** Begin TEXT PROVIDED **

When Leigh Dodds presented about Linked Data at the XML Summer School this year, one of the things he suggested was that when you have a controlled vocabulary, you should define resources for the terms in that vocabulary rather than having a fixed set of literal values.
For example, if you’re saying that the topic of a page is elephants you should use a triple like:
<> dc:subject <http://example.com/id/concept/animal/elephant> .
rather than one like:
<> dc:subject "elephant"^^xsd:token .
There are two advantages of using a resource here rather than a literal value:
You can associate other metadata with the term. For example, you can use SKOS to describe it and its associations with terms from other controlled vocabularies, giving it multiple labels in different languages, providing a description and examples and so on.
You can more accurately and easily associate multiple documents that use the same term. Of course you could always use string-based matching to pull together documents using the same subject, but that’s much more prone to error, and would leave you with less certainty about the results of your query.
What struck me, though, was that these arguments apply just as well to other typed values that we use within RDF. For example, say I wanted to describe the colour of my eyes. I could say something like:
<#me> eg:eyeColour "#695C3E"^^eg:colour .
But wouldn’t it be better to use:
<#me> eg:eyeColour <http://example.com/id/concept/colour/rgb/695C3E> .
The colour resource could have properties associated with it:
<http://example.com/id/concept/colour/rgb/695C3E>
a eg:Colour ;
skos:prefLabel "#695C3E" ;
eg:red "69"^^eg:hex ;
eg:green "5C"^^eg:hex ;
eg:blue "3E"^^eg:hex ;
eg:hue 42 ;
eg:saturation 41 ;
eg:brightness 41 ;
eg:pantone ... ;
... .
and so on. And if other people pointed to the same resource, a semantic search engine could give you a list of things of that colour.

** End TEXT PROVIDED **

WRITTEN INSTRUCTION A — Repeat the Linked Data post word for word, covering everything from "For example, if" down to "of your query.".
The Linked Data post and the rows have nothing to do with each other.

** Begin DATASET RECORDS **

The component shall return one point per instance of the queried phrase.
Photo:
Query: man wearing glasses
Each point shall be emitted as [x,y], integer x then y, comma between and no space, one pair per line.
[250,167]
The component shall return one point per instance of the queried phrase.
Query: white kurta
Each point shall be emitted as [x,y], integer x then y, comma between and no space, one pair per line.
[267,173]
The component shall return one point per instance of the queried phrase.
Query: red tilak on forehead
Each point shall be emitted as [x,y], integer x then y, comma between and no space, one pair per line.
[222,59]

** End DATASET RECORDS **
** Begin DATASET RECORDS **

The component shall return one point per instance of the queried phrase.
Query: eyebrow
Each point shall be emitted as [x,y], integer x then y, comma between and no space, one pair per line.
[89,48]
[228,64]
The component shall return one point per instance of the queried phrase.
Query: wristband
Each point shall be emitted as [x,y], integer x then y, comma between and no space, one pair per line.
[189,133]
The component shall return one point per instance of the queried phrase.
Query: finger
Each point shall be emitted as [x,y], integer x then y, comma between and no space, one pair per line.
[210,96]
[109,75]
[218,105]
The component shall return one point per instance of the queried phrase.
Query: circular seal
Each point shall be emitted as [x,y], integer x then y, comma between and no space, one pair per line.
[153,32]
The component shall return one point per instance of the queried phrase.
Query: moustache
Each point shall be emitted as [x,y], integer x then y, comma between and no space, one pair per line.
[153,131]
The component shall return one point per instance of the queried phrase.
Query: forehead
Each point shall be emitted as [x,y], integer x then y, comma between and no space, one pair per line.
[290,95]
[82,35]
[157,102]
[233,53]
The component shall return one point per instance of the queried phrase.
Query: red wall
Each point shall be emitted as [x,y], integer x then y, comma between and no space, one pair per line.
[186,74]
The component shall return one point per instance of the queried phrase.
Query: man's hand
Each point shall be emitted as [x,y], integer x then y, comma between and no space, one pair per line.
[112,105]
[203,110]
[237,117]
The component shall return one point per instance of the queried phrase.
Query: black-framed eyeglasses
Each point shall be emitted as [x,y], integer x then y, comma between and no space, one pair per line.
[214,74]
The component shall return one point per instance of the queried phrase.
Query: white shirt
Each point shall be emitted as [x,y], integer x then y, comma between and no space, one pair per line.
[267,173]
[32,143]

** End DATASET RECORDS **
** Begin DATASET RECORDS **

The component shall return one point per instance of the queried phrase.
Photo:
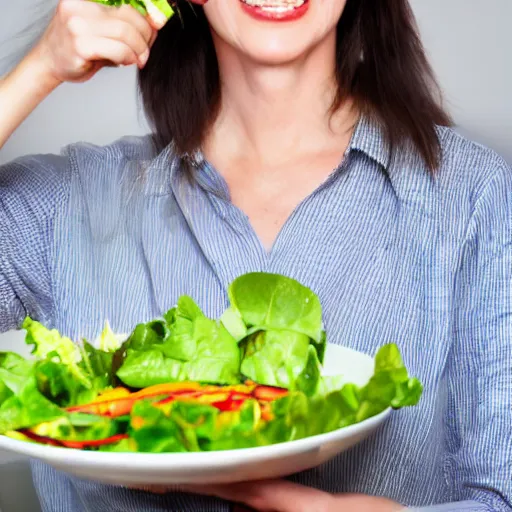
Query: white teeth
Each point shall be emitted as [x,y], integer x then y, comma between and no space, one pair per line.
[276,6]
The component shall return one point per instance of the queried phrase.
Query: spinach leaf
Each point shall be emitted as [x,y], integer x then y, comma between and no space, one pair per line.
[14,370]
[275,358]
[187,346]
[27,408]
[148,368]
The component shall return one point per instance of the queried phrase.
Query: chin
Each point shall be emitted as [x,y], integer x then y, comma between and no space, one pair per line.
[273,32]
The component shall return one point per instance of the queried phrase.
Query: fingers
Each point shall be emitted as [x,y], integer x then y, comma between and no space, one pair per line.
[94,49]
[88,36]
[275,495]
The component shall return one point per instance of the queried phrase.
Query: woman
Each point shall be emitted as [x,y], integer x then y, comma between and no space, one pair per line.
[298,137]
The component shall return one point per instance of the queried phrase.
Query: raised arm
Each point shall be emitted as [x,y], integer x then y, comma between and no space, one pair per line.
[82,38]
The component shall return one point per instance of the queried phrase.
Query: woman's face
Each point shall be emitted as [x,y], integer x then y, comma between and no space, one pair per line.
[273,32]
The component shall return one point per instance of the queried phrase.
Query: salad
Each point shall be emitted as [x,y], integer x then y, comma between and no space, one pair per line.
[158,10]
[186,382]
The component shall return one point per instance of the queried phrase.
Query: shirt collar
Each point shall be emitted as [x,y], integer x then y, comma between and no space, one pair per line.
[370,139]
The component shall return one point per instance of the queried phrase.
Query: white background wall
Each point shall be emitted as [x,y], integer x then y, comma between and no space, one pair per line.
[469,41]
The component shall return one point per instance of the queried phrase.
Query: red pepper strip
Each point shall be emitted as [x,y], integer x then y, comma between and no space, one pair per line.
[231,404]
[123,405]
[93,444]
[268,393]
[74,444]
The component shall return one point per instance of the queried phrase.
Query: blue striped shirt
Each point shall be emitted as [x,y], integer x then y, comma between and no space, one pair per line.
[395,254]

** End DATASET RECORDS **

WRITTEN INSTRUCTION B — Extract every line of the rows that contains the string "wall", where uppercase and lowercase letters count as different.

FULL OUTPUT A —
For example, if you’re saying that the topic of a page is elephants you should use a triple like:
<> dc:subject <http://example.com/id/concept/animal/elephant> .
rather than one like:
<> dc:subject "elephant"^^xsd:token .
There are two advantages of using a resource here rather than a literal value:
You can associate other metadata with the term. For example, you can use SKOS to describe it and its associations with terms from other controlled vocabularies, giving it multiple labels in different languages, providing a description and examples and so on.
You can more accurately and easily associate multiple documents that use the same term. Of course you could always use string-based matching to pull together documents using the same subject, but that’s much more prone to error, and would leave you with less certainty about the results of your query.

FULL OUTPUT B —
Query: red wall
Query: white background wall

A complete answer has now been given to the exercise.